Given problem:
An exact copy of every record is needed.

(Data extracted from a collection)
>> start
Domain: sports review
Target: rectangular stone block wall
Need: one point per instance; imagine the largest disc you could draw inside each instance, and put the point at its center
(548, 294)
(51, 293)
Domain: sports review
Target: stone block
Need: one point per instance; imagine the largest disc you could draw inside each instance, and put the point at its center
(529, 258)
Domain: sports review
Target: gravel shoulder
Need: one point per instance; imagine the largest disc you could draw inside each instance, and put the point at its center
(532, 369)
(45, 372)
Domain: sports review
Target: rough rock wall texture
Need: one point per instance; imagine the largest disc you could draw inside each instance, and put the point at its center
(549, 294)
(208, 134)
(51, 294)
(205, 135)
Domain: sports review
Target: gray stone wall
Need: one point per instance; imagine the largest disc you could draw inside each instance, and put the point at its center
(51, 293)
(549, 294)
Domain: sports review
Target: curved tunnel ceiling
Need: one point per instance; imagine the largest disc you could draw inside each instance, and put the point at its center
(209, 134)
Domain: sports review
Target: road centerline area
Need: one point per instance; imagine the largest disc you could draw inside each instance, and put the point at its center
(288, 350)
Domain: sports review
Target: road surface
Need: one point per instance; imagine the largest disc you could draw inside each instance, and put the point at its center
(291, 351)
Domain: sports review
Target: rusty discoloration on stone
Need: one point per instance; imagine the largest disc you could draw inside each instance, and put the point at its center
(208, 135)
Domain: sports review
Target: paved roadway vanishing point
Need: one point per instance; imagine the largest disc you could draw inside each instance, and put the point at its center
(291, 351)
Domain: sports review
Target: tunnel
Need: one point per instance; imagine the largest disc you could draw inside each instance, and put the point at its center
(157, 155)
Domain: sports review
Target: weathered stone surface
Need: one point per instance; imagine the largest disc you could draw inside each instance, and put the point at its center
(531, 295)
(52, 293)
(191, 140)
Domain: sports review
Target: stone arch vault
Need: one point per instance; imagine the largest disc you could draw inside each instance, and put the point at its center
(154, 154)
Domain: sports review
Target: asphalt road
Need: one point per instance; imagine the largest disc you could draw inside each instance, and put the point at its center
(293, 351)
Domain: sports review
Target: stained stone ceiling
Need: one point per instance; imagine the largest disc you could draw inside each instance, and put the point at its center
>> end
Written answer:
Domain: sports review
Target: rectangular stone block wall
Need: one point per instance; imagine the largest disc you could draw inside each instance, and put the point at its center
(548, 294)
(51, 293)
Domain: sports review
Target: stone block
Need: one point per instance; imagine the largest disc you could draw inside each instance, and put the point at its center
(529, 258)
Domain: sports review
Target: gravel shoulder
Need: one point per instance; imagine the largest disc you could draw inside each instance, and put the point at its center
(532, 369)
(45, 372)
Domain: sports review
Target: rough rock wall texture
Need: one point per instance; imagine the largest disc you could draw inside each instance, and put the point at its center
(549, 294)
(208, 134)
(51, 294)
(205, 135)
Domain: sports review
Target: gray stone wall
Need: one point per instance; imagine the largest disc you could draw inside each instance, and put the point at its center
(51, 293)
(549, 294)
Domain: sports review
Target: curved tunnel ceiling
Need: one point per instance; imagine the largest disc you could draw inside each instance, and put the point at its center
(209, 134)
Domain: sports review
Target: road centerline area
Need: one point per instance; imagine the largest disc you could draw inside each instance, and put the point at its center
(288, 350)
Domain: sports review
Target: road surface
Need: one point per instance; imagine the largest disc you could draw inside each instance, and put the point at its center
(291, 351)
Domain: sports review
Target: rusty discoloration on stone
Need: one point per instance; imagine the largest disc you could draw inside each instance, and put the point at its center
(208, 135)
Domain: sports review
Target: paved roadway vanishing point
Need: one point per instance; imagine the largest disc you could draw inside each instance, and put the point at its center
(291, 351)
Domain: sports review
Target: tunnel
Need: one point per instance; imagine the largest disc you could draw inside each instance, and put the point at its center
(157, 155)
Domain: sports review
Target: weathered stone surface
Need: one point per instance; imagine the largest disc you could draw inside each instance, and put the point at its center
(531, 295)
(52, 293)
(191, 140)
Domain: sports review
Target: stone arch vault
Need: one point per instance; imagine the largest disc you could draw inside each instance, and put the point at its center
(154, 154)
Domain: sports review
Target: asphalt road
Need: one point per instance; imagine the largest disc you could draw inside each instance, and put the point at its center
(293, 351)
Domain: sports review
Target: stained stone ceiling
Need: one point per instance; imagine the largest disc you could draw inside each instance, and put the point at its center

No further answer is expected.